Text block:
───
The method 300 then comprises transferring the status files associated with the application 134 from the virtualization software 132 to the virtualization software 114 (block 318) and applying the status files to the application 116 (block 320). The method 300 also comprises transferring the virtual connections from the virtualization software 132 to the virtualization software 114 (block 322), so that the application 116 has access to the same virtual resources as it did before the OS 112 was patched/recovered or before other modifications were made to the subsystem 102. One or more of the steps of method 300 may be repeated for each application stored on the subsystem 102 requiring state preservation (block 324). In some embodiments, such repetition of the steps of method 300 may be performed in a parallel manner for each application requiring state preservation. In other embodiments, such repetition of the steps of method 300 may be performed in a serial manner for each application requiring state preservation. After the states of the desired applications have been preserved, the connection between the subsystems 102 and 104 may be terminated (block 326). In this way, the subsystem 102 is modified with virtually no application downtime and/or loss of application state.
───
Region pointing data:
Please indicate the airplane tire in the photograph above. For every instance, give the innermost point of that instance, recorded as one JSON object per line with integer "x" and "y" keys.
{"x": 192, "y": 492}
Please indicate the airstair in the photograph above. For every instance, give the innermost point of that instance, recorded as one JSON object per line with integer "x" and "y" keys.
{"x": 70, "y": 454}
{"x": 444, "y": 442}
───
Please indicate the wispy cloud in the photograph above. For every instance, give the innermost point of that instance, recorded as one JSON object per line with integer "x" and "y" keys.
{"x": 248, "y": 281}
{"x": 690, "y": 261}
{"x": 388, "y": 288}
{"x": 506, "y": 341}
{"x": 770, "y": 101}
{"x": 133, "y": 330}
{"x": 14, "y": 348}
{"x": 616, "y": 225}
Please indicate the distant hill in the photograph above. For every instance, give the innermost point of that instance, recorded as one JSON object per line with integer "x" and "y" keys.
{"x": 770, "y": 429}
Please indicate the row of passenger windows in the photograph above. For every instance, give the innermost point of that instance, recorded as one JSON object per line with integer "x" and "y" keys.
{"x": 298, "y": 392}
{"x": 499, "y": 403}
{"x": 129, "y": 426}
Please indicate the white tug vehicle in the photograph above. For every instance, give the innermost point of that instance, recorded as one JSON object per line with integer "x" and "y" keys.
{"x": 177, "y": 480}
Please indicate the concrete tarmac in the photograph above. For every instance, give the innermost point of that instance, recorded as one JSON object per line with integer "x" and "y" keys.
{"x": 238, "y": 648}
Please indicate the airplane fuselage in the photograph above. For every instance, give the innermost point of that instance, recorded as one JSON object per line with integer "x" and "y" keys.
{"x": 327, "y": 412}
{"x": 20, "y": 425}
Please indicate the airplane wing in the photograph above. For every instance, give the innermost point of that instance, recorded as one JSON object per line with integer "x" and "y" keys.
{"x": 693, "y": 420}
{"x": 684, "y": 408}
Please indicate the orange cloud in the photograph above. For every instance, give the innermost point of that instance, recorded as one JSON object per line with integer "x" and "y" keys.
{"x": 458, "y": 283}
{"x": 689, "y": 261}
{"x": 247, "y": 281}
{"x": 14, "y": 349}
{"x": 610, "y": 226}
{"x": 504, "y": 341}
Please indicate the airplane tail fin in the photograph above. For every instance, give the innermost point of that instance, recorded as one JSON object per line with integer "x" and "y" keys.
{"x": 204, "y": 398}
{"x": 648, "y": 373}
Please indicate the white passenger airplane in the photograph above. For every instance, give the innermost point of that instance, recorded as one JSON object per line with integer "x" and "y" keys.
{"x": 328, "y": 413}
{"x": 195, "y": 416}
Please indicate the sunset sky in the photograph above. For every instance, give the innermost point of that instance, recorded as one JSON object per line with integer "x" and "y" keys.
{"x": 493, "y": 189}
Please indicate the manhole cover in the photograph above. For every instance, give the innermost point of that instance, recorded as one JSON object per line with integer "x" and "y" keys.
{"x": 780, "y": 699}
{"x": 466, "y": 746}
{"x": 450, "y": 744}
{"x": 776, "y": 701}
───
Task prompt:
Print the whole method 300 passage word for word. Rely on the method 300 passage alone.

Result of the task:
The method 300 then comprises transferring the status files associated with the application 134 from the virtualization software 132 to the virtualization software 114 (block 318) and applying the status files to the application 116 (block 320). The method 300 also comprises transferring the virtual connections from the virtualization software 132 to the virtualization software 114 (block 322), so that the application 116 has access to the same virtual resources as it did before the OS 112 was patched/recovered or before other modifications were made to the subsystem 102. One or more of the steps of method 300 may be repeated for each application stored on the subsystem 102 requiring state preservation (block 324). In some embodiments, such repetition of the steps of method 300 may be performed in a parallel manner for each application requiring state preservation. In other embodiments, such repetition of the steps of method 300 may be performed in a serial manner for each application requiring state preservation. After the states of the desired applications have been preserved, the connection between the subsystems 102 and 104 may be terminated (block 326). In this way, the subsystem 102 is modified with virtually no application downtime and/or loss of application state.